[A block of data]
==*==

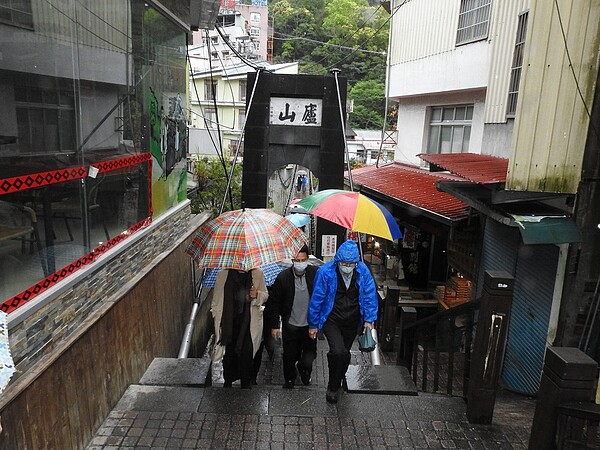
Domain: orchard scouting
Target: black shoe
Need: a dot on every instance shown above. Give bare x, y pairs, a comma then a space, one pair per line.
304, 375
331, 396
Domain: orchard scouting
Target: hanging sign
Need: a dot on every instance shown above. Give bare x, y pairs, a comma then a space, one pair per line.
328, 244
302, 112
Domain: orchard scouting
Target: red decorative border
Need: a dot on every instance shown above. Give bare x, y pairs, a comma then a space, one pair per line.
30, 181
115, 164
20, 299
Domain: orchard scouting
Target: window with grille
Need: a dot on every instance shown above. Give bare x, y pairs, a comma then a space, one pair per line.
450, 129
16, 12
473, 20
517, 65
243, 84
210, 117
210, 89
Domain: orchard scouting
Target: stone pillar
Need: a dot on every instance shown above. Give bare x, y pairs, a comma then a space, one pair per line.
488, 347
569, 376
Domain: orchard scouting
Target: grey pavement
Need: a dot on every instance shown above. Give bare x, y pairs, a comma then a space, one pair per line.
268, 417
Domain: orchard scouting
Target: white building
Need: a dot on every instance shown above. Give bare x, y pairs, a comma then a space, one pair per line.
224, 112
454, 71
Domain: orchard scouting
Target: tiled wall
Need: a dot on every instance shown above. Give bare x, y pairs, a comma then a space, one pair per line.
39, 333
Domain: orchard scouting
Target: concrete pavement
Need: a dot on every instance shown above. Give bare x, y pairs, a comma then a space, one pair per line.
269, 417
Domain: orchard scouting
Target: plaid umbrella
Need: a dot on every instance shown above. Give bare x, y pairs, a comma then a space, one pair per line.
271, 270
245, 239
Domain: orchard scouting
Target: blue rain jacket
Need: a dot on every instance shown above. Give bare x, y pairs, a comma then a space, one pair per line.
325, 287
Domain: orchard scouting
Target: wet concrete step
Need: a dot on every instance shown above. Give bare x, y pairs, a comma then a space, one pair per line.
379, 380
191, 372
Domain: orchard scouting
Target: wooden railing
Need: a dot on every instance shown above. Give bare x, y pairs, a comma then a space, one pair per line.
437, 349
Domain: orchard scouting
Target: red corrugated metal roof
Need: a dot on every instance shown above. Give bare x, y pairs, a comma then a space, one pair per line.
414, 186
481, 169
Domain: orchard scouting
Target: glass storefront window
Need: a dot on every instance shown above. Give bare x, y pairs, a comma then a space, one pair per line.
92, 130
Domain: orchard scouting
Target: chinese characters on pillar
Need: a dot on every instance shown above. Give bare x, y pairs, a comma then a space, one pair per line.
300, 112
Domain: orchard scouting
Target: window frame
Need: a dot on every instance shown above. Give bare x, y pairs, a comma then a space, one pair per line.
517, 65
16, 13
452, 125
469, 21
243, 86
210, 90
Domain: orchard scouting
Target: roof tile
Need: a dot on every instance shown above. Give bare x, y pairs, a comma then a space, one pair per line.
413, 185
480, 169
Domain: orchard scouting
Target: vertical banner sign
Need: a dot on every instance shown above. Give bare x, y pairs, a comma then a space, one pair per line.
328, 244
301, 112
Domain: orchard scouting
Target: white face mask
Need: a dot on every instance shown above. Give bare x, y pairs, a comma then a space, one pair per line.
346, 269
300, 267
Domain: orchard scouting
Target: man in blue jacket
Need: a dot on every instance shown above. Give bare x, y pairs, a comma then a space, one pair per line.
344, 298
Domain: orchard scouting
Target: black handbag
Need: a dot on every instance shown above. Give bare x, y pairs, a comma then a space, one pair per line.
366, 343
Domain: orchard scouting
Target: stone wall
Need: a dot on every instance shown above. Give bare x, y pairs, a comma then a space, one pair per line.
78, 352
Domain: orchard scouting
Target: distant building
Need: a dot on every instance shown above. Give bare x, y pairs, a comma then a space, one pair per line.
224, 112
364, 146
515, 80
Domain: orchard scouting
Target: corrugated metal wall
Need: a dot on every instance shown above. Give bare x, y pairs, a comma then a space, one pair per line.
99, 24
530, 315
551, 121
416, 37
503, 30
499, 251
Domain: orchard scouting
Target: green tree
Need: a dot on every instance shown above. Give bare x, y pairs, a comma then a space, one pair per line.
369, 104
212, 182
347, 34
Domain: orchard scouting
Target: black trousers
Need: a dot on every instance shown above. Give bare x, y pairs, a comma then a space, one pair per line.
238, 361
340, 337
299, 348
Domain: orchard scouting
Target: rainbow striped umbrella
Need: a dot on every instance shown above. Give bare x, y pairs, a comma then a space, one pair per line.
245, 239
353, 211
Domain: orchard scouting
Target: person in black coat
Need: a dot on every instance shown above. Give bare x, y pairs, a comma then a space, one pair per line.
288, 299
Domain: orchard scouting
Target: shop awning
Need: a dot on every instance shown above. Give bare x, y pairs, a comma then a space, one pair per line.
547, 229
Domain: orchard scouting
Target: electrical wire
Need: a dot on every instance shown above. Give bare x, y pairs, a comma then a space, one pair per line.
352, 35
237, 151
218, 150
214, 100
362, 44
296, 38
234, 50
585, 106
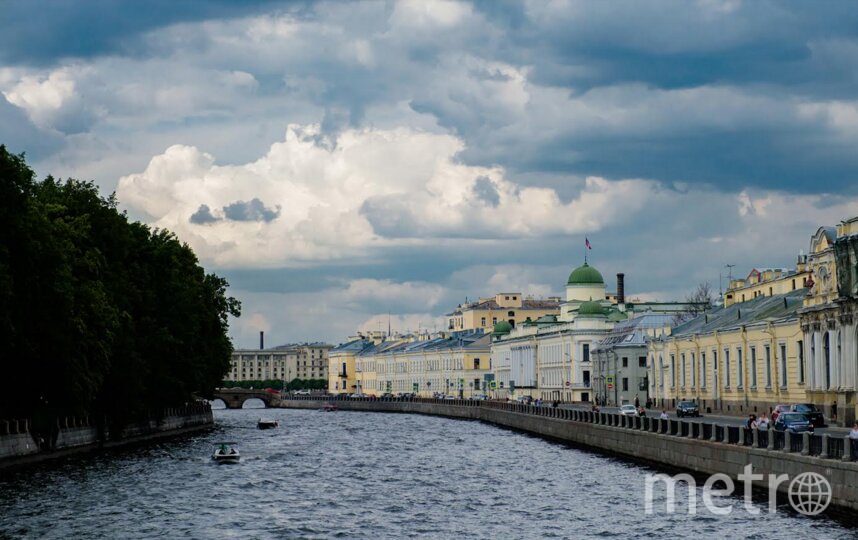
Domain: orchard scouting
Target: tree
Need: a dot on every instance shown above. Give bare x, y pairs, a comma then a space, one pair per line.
697, 302
99, 315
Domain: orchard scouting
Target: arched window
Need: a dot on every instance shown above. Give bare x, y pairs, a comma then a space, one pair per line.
826, 355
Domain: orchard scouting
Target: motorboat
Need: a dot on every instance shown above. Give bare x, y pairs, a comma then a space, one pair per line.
267, 423
226, 452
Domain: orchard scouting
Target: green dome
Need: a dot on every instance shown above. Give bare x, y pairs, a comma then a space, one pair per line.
502, 328
591, 309
585, 275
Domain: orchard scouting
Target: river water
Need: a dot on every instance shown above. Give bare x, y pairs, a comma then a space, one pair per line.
362, 475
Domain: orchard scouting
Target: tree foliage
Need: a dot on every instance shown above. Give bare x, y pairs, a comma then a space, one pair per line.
698, 301
99, 314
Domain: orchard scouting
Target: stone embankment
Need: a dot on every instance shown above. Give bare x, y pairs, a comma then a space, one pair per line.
22, 444
690, 446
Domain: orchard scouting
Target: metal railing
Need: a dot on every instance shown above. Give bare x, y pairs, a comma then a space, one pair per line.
821, 446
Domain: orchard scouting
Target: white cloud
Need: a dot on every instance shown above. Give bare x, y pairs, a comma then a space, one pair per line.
364, 189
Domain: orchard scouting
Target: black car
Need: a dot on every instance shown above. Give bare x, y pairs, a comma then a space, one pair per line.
793, 421
811, 411
687, 408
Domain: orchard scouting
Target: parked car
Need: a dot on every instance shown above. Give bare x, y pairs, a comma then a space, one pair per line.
794, 422
687, 408
778, 410
811, 411
628, 410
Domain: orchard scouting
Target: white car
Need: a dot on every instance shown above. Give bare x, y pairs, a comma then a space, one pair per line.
628, 410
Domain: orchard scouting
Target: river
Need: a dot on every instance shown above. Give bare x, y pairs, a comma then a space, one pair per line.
361, 475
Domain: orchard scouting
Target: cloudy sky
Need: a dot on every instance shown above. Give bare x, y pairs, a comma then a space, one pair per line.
339, 161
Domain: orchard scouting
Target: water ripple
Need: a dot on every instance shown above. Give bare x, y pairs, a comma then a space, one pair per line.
360, 475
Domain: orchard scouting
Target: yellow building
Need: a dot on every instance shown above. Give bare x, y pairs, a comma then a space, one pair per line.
485, 313
829, 320
453, 363
741, 359
285, 363
341, 366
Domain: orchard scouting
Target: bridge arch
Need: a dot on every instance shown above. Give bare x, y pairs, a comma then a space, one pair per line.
235, 398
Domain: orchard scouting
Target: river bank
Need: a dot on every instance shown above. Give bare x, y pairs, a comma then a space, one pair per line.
703, 449
21, 446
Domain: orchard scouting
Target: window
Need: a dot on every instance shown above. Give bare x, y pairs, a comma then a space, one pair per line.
768, 367
672, 371
740, 369
753, 367
693, 370
800, 350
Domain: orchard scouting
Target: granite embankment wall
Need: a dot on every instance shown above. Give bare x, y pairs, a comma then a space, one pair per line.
21, 444
700, 448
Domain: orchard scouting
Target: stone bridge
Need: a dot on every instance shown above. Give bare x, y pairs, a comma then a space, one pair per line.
234, 399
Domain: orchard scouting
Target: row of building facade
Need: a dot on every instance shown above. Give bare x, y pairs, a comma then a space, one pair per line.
777, 336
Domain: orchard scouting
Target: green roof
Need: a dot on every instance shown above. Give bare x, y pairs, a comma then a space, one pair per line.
591, 309
616, 316
585, 275
502, 328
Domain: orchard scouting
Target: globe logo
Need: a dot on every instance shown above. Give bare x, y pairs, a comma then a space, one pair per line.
809, 493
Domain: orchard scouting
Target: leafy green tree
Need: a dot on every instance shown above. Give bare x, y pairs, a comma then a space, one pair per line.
99, 315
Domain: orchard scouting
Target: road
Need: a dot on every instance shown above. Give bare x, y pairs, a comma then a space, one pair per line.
713, 418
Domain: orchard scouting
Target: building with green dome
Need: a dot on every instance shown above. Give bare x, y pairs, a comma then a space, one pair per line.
585, 284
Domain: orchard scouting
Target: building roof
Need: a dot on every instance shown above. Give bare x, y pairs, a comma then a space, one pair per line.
591, 308
502, 328
356, 345
633, 332
457, 340
490, 303
761, 309
585, 275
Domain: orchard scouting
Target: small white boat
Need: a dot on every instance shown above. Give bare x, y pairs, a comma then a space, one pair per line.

==*==

> **WHAT IS BEING ASKED**: Find every line in the listing above that contains the string "window", and copy each one. Case counts.

> **FULL OUTPUT**:
Target: window with grille
Target: glass storefront window
Target: window frame
Target: arched window
Target: window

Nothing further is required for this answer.